**抜粋:**
::::
くじら図書館 いつかの読書日記

本の中 ふしぎな世界待っている

「アナザー修学旅行」有沢佳映

2011-10-31 05:36:17 | YA・児童書
図書室に、講談社の中学生向き図書セットを入れたのです。いいラインナップなんですよー。「つづきの図書館」「たまごを持つように」「園芸少年」。その中にあって、なんとなーくページをめくったら止まらなくなってしまい、会議室の角で立ったまま35ページ読んで持ち帰りました……。
すごい。中学生の顔が思い浮かぶ小説です。有沢佳映「アナザー修学旅行」。
五月二十八日(水)から二泊三日の修学旅行。とってもわくわくと楽しみにしていたのに、骨折してしまった「私」は同行することができず、普通に登校することになります。通常の学校生活を送る下級生たちから少し隔たって、それぞれ事情があって修学旅行に行かない七人が、同じ教室で過ごすのです。
::::
**与えられた課題 1:** 上の読書日記から、「本の中 ふしぎな世界待っている」から「ジ読んで持ち帰りました……。」までの全文を一字も変えずに書き写せ。

**提供データ:**
::::
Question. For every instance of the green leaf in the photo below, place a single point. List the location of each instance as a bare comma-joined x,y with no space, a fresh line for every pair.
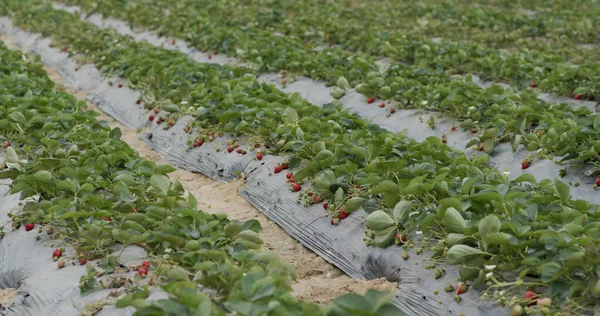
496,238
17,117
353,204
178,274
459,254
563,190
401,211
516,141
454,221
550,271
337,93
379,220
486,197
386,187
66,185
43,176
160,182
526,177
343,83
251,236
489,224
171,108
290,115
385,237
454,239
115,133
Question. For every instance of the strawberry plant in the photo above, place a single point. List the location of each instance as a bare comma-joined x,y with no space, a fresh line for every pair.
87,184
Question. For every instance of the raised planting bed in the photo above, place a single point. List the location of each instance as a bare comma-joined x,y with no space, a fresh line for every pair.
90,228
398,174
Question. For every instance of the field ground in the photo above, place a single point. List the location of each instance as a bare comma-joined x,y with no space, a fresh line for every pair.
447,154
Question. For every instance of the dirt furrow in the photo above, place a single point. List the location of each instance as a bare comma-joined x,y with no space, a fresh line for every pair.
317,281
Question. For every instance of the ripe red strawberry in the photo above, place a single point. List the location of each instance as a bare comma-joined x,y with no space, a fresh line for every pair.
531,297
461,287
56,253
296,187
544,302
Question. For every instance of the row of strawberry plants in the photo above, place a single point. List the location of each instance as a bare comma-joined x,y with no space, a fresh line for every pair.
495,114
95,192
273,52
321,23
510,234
::::
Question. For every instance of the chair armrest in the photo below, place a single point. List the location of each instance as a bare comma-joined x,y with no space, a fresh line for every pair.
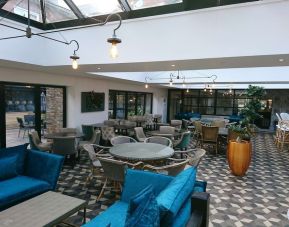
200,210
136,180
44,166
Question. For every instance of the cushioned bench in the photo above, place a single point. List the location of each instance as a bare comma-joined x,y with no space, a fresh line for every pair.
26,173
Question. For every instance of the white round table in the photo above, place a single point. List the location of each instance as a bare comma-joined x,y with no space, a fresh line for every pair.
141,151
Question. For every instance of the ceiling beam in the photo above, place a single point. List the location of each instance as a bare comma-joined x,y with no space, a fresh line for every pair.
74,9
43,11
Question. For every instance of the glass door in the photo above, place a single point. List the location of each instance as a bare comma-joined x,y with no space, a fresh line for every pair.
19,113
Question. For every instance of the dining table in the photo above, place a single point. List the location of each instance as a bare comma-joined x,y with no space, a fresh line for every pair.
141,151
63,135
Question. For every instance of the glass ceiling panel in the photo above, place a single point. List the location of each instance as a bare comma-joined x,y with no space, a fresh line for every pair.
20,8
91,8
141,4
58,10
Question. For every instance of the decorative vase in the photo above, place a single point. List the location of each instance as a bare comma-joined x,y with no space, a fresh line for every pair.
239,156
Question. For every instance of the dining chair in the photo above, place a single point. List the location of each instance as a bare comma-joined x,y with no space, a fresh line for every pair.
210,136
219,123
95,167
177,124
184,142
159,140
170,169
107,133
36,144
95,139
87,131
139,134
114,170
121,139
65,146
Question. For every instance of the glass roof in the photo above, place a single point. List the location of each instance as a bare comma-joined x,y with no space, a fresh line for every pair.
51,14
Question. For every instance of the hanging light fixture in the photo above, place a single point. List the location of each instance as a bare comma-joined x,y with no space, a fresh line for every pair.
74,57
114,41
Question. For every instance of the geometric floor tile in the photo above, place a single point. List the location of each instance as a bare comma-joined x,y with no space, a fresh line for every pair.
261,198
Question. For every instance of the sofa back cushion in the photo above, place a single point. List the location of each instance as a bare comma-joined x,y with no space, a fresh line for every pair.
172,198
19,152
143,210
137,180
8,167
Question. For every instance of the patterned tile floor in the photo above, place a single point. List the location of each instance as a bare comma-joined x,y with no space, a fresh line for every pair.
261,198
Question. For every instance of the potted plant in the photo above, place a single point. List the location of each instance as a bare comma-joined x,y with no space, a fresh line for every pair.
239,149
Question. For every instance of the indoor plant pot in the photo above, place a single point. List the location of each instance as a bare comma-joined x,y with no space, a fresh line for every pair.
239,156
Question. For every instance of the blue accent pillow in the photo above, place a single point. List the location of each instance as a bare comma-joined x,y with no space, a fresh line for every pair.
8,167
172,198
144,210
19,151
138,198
::::
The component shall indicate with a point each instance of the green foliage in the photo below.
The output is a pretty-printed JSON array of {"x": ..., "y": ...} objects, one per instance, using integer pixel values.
::::
**与えられた課題 2:** 上の記録のうち、「chair」という語を含む行の数を数え、その数だけを答えよ。

**正しい出力 1:**
本の中 ふしぎな世界待っている

「アナザー修学旅行」有沢佳映

2011-10-31 05:36:17 | YA・児童書
図書室に、講談社の中学生向き図書セットを入れたのです。いいラインナップなんですよー。「つづきの図書館」「たまごを持つように」「園芸少年」。その中にあって、なんとなーくページをめくったら止まらなくなってしまい、会議室の角で立ったまま35ページ読んで持ち帰りました……。

**正しい出力 2:** 2